=== Begin Enclosure ===

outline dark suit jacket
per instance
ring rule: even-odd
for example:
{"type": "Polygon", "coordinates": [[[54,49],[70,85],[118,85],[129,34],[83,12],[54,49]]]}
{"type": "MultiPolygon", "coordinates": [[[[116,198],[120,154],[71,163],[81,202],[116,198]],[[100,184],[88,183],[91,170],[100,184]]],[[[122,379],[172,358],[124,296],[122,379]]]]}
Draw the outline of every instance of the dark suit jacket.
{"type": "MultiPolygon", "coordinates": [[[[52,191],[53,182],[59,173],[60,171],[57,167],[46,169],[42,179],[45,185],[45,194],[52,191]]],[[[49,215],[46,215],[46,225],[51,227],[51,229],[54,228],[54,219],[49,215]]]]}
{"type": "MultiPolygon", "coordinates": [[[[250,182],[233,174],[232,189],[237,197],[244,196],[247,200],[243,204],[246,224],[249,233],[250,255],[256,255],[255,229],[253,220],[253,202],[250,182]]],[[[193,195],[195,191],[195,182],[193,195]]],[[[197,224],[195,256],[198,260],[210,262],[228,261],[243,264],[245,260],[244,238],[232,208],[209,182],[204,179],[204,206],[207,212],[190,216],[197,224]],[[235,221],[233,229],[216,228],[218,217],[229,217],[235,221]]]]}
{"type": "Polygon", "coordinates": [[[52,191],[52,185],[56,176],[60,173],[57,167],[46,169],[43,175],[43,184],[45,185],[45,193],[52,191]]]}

=== End Enclosure ===

_Work task_
Copy, with no alteration, the line that contains "ring rule: even-odd" and each remaining line of the listing above.

_Solution for this exercise_
ring rule: even-odd
for example:
{"type": "Polygon", "coordinates": [[[54,49],[70,85],[118,85],[129,34],[83,12],[54,49]]]}
{"type": "MultiPolygon", "coordinates": [[[[116,198],[120,154],[71,163],[81,202],[116,198]],[[100,184],[88,183],[91,170],[100,184]]],[[[122,379],[172,358],[124,296],[122,379]]]]}
Draw the outline of every instance of the dark suit jacket.
{"type": "MultiPolygon", "coordinates": [[[[52,191],[53,182],[59,173],[60,171],[57,167],[46,169],[42,179],[45,185],[45,194],[52,191]]],[[[49,215],[46,215],[46,225],[51,227],[51,229],[54,228],[54,219],[49,215]]]]}
{"type": "MultiPolygon", "coordinates": [[[[250,182],[233,174],[232,189],[237,197],[244,196],[247,200],[243,204],[246,224],[249,233],[250,255],[256,255],[255,229],[253,220],[253,202],[250,182]]],[[[193,195],[195,191],[195,182],[193,195]]],[[[197,224],[195,256],[198,260],[210,262],[228,261],[243,264],[245,260],[244,238],[232,208],[209,182],[204,179],[204,206],[207,212],[190,216],[197,224]],[[235,221],[233,229],[216,228],[218,217],[229,217],[235,221]]]]}
{"type": "Polygon", "coordinates": [[[52,191],[52,185],[56,176],[60,173],[57,167],[46,169],[43,175],[43,184],[45,185],[45,193],[52,191]]]}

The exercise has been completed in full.